→ Blok Teks:
/---

Nilai-nilai budaya adalah jiwa dari kebudayaan dan menjadi dasar dari segenap wujud kebudayaan. Di samping nilai-nilai budaya ini kebudayaan diwujudkan dalam bentuk tata hidup yang merupakan kegiatan manusia yang mencerminkan nilai budaya yang dikandungnya. Pada dasarnya tata hidup merupakan pencerminan nyata dari nilai budaya yang bersifat abstrak: kegiatan manusia dapat ditangkap oleh pancaindera sedangkan nilai budaya hanya tertangguk oleh budi manusia. Di samping itu maka nilai budaya dan tata hidup manusia ditopang oleh perwujudan kebudayaan berupa sarana kebudayaan. Sarana kebudayaan ini pada dasarnya merupakan produk kebudayaan atau alat yang memberikan kemudahan dalam berkehidupan.
Keseluruhan wajah kebudayaan tersebut sangat erat hubungannya dengan pendidikan sebab semua materi yang terkandung dalam suatu kebudayaan diperoleh manusia secara sadar lewat proses belajar. Lewat kegiatan belajar ini kebudayaan diteruskan dari generasi yang satu kepada generasi selanjutnya. Dengan demikian maka kebudayaan diteruskan dari waktu ke waktu: kebudayaan yang telah lalu bereksistensi pada masa kini dan kebudayaan masa kini disampaikan ke masa yang akan datang. Kebudayaan mempunyai kemampuan mengikat waktu. Tanaman mengikat bahan-bahan kimiawi, binatang mengikat ruang, tetapi hanya manusia seorang yang mampu mengikat waktu.
Allport, Vernon dan Lindzey (1951) mengidentifikasikan enam nilai dasar dalam kebudayaan yakni nilai teori, ekonomi, estetika, sosial, politik dan agama. Nilai teori adalah hakikat penemuan kebenaran lewat berbagai metode seperti rasionalisme, empirisme dan metode ilmiah. Nilai ekonomi mencakup kegunaan dari berbagai benda dalam memenuhi kebutuhan manusia. Nilai estetika berhubungan dengan keindahan dan segi-segi artistik yang menyangkut antara lain bentuk, harmoni dan wujud kesenian lainnya yang memberikan kenikmatan kepada manusia. Nilai sosial berorientasi kepada hubungan antarmanusia dan penekanan segi-segi kemanusiaan yang luhur. Nilai politik berpusat kepada kekuasaan dan pengaruh baik dalam kehidupan bermasyarakat maupun dunia politik. Sedangkan nilai agama merengkuh penghayatan yang bersifat mistik dan transedental dalam usaha manusia untuk mengerti dan memberi arti bagi kehadirannya di muka bumi. Setiap kebudayaan mempunyai skala hirarki mengenai mana yang lebih penting dan mana yang kurang penting dari nilai-nilai tersebut serta mempunyai penilaian tersendiri dari tiap-tiap kategori.

\---

→ Entri dari sebuah dataset:
/---

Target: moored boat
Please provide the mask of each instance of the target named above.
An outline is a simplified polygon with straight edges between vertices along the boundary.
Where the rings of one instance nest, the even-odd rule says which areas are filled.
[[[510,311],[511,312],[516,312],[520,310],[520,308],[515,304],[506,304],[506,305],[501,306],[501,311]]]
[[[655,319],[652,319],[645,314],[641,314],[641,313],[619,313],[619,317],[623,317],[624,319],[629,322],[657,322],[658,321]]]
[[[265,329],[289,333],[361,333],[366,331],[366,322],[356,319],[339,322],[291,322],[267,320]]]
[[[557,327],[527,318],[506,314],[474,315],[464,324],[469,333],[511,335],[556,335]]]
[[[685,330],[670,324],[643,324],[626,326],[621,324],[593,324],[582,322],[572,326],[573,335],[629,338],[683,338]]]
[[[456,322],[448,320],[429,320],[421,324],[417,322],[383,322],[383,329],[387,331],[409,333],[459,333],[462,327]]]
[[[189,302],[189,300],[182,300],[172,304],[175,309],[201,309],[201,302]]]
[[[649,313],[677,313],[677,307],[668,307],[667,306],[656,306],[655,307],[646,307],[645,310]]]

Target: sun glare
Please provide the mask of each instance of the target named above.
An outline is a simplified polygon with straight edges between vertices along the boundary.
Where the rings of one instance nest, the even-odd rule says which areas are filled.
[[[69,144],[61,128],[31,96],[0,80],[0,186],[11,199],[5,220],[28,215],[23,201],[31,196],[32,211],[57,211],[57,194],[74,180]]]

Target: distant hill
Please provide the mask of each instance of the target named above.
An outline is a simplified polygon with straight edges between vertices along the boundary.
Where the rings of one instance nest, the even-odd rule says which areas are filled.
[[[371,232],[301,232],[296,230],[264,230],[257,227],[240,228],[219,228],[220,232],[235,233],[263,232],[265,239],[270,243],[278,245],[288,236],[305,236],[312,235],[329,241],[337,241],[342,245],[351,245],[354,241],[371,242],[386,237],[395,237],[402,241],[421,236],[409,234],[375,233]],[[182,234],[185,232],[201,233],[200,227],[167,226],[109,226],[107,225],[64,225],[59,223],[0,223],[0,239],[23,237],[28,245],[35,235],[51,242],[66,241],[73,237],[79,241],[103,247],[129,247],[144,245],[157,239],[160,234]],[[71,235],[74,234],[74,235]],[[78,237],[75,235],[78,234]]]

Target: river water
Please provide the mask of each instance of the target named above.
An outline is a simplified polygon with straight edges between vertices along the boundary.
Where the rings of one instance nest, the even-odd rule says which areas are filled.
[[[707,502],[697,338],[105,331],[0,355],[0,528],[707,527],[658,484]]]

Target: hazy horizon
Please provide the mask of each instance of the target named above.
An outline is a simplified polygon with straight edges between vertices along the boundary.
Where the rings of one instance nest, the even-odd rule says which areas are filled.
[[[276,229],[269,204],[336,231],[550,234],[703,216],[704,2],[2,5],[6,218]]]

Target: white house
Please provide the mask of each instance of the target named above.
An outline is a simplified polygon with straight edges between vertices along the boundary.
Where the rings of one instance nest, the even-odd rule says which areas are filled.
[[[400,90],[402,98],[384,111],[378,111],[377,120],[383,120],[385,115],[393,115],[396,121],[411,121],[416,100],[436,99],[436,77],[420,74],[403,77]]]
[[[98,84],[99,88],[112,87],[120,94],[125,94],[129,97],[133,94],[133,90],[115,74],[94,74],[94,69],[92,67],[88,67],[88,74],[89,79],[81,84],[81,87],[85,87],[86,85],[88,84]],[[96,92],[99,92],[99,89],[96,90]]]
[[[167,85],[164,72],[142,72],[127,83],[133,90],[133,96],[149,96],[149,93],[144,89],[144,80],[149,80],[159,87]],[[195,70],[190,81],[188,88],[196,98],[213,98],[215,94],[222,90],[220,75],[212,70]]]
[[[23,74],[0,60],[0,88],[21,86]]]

\---

→ Instruksi Tugas:
- a) Jawab pertanyaan berikut berdasarkan teks tentang kebudayaan:
(i) Apa yang disebut sebagai jiwa dari kebudayaan?
(ii) Makhluk apa yang dikatakan mengikat ruang?
(iii) Siapa yang mengidentifikasikan enam nilai dasar dalam kebudayaan, dan pada tahun berapa?
- b) Ubahlah seluruh bagian teks tentang kebudayaan mulai dari "Nilai-nilai budaya adalah" hingga "kemudahan dalam berkehidupan.", lalu ganti "pancaindera" dengan "indra".
- c) Terjemahkan kalimat dari teks tentang kebudayaan ini ke dalam bahasa Inggris: "Tanaman mengikat bahan-bahan kimiawi, binatang mengikat ruang, tetapi hanya manusia seorang yang mampu mengikat waktu."

→ Hasil per Tugas:
- a)
(i) Nilai-nilai budaya.
(ii) Binatang.
(iii) Allport, Vernon dan Lindzey, pada tahun 1951.

- b)
Nilai-nilai budaya adalah jiwa dari kebudayaan dan menjadi dasar dari segenap wujud kebudayaan. Di samping nilai-nilai budaya ini kebudayaan diwujudkan dalam bentuk tata hidup yang merupakan kegiatan manusia yang mencerminkan nilai budaya yang dikandungnya. Pada dasarnya tata hidup merupakan pencerminan nyata dari nilai budaya yang bersifat abstrak: kegiatan manusia dapat ditangkap oleh indra sedangkan nilai budaya hanya tertangguk oleh budi manusia. Di samping itu maka nilai budaya dan tata hidup manusia ditopang oleh perwujudan kebudayaan berupa sarana kebudayaan. Sarana kebudayaan ini pada dasarnya merupakan produk kebudayaan atau alat yang memberikan kemudahan dalam berkehidupan.

- c) Plants bind chemical substances, animals bind space, but only humans alone are able to bind time.